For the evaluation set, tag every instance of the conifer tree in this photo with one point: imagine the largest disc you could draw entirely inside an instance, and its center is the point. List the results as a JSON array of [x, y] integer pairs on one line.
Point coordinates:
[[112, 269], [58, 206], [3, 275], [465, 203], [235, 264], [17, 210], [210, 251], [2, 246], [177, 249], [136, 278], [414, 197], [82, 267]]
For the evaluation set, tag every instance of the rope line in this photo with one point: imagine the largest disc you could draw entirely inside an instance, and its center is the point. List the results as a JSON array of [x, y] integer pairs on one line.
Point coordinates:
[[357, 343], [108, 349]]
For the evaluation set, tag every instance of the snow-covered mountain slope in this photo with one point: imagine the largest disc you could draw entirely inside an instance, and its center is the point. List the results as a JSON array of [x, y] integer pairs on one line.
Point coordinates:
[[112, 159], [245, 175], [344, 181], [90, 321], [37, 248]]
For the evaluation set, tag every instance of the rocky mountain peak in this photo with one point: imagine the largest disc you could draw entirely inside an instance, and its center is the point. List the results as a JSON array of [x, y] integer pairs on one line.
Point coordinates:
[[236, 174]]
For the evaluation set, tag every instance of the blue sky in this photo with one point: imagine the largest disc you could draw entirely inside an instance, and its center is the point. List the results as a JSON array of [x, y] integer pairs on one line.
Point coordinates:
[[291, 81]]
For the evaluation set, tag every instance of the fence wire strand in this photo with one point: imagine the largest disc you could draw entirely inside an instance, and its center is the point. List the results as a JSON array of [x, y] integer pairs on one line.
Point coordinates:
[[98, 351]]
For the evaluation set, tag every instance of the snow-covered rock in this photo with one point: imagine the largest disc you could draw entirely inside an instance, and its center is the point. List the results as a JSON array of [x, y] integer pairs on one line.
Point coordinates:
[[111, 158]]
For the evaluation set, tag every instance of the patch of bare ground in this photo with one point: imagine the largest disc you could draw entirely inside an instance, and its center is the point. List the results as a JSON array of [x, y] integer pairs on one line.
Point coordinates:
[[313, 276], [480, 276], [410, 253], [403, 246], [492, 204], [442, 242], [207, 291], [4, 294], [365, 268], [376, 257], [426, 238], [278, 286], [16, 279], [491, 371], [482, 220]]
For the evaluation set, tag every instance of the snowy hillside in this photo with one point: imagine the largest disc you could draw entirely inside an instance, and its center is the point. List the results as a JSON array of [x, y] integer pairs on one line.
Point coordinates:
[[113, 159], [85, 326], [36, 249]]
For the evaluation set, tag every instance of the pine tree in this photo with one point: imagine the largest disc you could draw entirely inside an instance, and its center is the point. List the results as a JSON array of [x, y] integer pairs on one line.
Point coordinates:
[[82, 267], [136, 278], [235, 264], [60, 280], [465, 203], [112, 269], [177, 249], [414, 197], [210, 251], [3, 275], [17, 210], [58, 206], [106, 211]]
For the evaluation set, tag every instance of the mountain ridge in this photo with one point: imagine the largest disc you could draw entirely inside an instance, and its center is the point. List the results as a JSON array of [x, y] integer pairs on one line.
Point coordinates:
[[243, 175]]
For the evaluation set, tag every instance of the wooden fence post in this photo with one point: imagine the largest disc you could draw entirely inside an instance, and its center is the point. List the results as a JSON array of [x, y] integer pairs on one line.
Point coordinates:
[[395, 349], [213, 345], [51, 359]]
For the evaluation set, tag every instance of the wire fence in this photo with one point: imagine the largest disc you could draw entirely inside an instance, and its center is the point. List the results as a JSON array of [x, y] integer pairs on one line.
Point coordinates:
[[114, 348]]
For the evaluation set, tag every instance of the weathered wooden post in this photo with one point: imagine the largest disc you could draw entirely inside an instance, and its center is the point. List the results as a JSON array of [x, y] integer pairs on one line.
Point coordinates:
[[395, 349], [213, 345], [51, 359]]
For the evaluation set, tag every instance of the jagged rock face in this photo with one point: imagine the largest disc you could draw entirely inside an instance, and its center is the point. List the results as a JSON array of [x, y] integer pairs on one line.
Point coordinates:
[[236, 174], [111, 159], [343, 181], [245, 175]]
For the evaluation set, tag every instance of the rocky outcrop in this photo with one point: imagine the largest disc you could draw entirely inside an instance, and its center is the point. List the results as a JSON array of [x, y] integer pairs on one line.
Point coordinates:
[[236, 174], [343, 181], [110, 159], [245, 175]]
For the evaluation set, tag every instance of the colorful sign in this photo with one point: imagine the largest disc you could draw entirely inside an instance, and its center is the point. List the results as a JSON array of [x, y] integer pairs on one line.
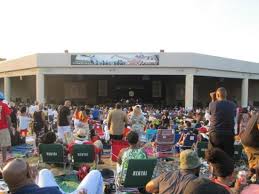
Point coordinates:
[[115, 59]]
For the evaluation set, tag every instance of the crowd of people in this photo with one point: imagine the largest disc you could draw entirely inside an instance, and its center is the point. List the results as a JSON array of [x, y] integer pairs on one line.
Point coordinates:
[[222, 125]]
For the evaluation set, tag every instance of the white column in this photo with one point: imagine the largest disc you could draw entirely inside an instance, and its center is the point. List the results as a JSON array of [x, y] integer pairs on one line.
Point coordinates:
[[244, 92], [189, 79], [40, 93], [7, 88]]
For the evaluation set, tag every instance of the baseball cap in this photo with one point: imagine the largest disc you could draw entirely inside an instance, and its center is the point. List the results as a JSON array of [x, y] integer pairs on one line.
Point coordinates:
[[2, 96], [189, 159]]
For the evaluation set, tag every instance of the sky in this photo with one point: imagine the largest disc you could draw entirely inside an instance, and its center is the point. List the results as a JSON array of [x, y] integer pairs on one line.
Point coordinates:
[[226, 28]]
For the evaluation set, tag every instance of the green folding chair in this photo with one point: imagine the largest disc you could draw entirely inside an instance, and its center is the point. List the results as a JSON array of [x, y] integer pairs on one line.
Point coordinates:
[[139, 173], [201, 148], [52, 154], [82, 153], [238, 149]]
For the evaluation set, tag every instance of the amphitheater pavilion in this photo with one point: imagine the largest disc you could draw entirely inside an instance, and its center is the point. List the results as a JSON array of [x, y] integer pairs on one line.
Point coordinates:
[[92, 78]]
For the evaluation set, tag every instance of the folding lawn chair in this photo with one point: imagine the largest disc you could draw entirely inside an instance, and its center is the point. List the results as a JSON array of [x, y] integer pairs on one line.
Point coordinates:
[[238, 150], [82, 153], [201, 148], [189, 141], [52, 154], [138, 174]]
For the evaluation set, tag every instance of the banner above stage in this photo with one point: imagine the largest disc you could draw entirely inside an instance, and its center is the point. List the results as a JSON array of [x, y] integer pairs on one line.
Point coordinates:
[[115, 59]]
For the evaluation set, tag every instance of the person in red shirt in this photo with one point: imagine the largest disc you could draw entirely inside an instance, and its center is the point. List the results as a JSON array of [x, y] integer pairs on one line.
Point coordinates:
[[5, 126]]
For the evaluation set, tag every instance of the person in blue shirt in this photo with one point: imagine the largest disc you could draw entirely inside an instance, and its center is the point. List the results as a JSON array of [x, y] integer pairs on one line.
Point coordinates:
[[222, 122], [96, 113], [20, 179]]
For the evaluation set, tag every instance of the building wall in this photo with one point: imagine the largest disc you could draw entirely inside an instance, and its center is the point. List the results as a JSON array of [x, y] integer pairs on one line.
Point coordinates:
[[24, 88], [55, 89], [253, 92], [2, 84]]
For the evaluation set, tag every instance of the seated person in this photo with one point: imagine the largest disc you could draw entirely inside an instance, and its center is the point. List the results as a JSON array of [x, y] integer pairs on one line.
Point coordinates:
[[24, 123], [176, 181], [204, 186], [81, 138], [48, 138], [132, 152], [19, 177], [250, 141], [221, 167], [188, 129]]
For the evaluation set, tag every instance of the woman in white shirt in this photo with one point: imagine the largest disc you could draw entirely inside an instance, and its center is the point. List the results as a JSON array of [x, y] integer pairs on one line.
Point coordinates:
[[24, 123]]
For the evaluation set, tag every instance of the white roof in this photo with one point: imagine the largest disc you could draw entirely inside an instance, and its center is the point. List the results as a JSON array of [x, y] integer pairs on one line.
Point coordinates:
[[178, 60]]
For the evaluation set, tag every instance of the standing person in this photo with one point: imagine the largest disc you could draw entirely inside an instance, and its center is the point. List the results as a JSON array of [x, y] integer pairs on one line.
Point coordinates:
[[50, 114], [243, 119], [39, 123], [24, 122], [5, 126], [96, 113], [138, 120], [117, 121], [222, 122], [64, 120]]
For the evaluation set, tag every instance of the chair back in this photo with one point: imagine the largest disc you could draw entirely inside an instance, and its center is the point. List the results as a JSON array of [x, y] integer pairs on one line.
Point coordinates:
[[189, 140], [82, 153], [52, 153], [201, 148], [238, 152], [139, 172]]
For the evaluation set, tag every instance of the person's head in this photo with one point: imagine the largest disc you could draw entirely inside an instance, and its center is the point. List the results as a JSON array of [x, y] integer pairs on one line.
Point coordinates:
[[67, 103], [222, 165], [132, 138], [82, 108], [189, 160], [12, 104], [221, 93], [40, 107], [188, 124], [244, 110], [23, 110], [17, 174], [49, 138], [137, 110], [118, 105], [204, 186], [2, 96]]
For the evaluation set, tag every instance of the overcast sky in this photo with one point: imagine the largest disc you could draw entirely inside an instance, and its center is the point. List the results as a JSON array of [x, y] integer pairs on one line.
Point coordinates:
[[227, 28]]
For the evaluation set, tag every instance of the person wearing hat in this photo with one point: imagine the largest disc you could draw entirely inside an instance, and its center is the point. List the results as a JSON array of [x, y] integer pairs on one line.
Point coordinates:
[[176, 181], [20, 178], [117, 121], [222, 167], [5, 127], [81, 137]]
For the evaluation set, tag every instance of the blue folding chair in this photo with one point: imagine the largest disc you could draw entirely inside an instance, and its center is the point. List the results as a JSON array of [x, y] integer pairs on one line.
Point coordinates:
[[189, 141]]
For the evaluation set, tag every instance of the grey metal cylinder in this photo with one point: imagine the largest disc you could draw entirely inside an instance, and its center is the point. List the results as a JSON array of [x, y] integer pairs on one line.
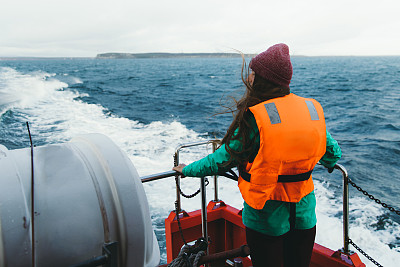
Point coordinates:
[[86, 193]]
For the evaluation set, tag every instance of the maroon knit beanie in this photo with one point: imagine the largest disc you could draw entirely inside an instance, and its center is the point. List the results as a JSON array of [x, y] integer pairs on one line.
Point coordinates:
[[274, 65]]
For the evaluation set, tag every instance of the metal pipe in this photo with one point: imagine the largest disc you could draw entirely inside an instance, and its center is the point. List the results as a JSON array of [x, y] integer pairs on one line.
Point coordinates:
[[204, 210], [345, 208], [215, 177], [178, 183], [158, 176]]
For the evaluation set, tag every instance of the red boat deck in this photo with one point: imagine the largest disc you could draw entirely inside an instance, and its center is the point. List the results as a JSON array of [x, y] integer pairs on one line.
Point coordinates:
[[227, 232]]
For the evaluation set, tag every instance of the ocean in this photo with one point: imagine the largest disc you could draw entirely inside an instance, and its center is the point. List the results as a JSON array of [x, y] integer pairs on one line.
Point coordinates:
[[150, 106]]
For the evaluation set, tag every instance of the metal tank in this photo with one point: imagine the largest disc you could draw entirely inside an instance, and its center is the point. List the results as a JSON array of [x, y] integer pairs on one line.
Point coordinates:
[[86, 195]]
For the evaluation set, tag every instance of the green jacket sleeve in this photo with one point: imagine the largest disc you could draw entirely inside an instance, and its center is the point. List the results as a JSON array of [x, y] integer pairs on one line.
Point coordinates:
[[333, 152], [211, 164]]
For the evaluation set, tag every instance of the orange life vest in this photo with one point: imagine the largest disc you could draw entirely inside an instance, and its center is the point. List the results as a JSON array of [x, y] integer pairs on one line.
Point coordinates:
[[292, 140]]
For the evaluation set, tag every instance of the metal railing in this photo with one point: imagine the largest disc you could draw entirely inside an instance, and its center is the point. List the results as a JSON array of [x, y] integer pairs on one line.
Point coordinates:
[[215, 142]]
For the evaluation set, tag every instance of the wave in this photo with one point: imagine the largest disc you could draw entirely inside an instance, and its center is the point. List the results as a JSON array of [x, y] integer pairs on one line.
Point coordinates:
[[24, 90]]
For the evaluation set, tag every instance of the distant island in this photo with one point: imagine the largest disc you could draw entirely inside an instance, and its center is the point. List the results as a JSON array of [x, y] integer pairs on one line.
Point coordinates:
[[168, 55]]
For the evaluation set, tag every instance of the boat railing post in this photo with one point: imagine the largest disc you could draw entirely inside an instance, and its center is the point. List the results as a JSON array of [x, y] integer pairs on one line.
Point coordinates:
[[178, 182], [215, 177], [345, 208], [204, 210]]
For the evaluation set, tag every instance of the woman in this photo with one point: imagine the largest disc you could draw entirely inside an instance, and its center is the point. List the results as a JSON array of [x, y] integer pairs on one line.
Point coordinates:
[[276, 139]]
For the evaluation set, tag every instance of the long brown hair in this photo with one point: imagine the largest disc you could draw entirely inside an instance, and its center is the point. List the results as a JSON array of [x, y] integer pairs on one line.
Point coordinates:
[[261, 90]]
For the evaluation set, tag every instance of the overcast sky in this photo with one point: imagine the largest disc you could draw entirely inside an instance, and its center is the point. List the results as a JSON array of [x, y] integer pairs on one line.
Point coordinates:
[[84, 28]]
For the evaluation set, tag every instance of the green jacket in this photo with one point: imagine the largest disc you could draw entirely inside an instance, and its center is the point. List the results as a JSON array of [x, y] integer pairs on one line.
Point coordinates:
[[273, 219]]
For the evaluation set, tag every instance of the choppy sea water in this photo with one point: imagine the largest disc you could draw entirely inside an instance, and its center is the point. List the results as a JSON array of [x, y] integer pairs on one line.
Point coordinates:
[[150, 106]]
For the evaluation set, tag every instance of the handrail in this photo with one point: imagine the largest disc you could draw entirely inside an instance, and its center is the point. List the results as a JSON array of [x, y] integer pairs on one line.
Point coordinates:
[[339, 167], [158, 176]]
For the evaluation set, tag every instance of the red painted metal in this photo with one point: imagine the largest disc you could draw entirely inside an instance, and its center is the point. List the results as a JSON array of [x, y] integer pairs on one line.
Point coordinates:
[[226, 232]]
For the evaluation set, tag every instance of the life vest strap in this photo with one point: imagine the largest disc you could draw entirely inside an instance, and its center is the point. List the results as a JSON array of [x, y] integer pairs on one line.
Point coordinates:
[[294, 178]]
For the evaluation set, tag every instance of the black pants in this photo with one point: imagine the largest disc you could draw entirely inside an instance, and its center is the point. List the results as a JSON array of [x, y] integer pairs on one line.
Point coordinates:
[[292, 249]]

○ ○ ○

SET TASK
Every line from the line containing "For the evaluation set, tag every instance of the red painted" to the last line of the material above must be repeated exactly, and no other line.

EXPECTED OUTPUT
For the evaluation set, tag every instance of the red painted metal in this photo with one point: imagine the largest disc you could draw entirely inside an instance, and its center is the point. List the results as a JSON array of [x, y] integer pairs on one line.
Point coordinates:
[[226, 232]]
For the evaluation set, tag every instance of the life vest strap in this photo with one point: imagine the largest disc you could draw entirely inside an instance, and its center is the point. List the results as a JSON array of [x, y] integer pairs on one line.
Point coordinates:
[[294, 178]]
For the evaluation set, tag every instance of the black pants in this photo with one point: imagine the largest disc you could draw entirely inside an instance, and its center is the point. List the results as a JSON array of [x, y] integer pairs on one line.
Point coordinates:
[[292, 249]]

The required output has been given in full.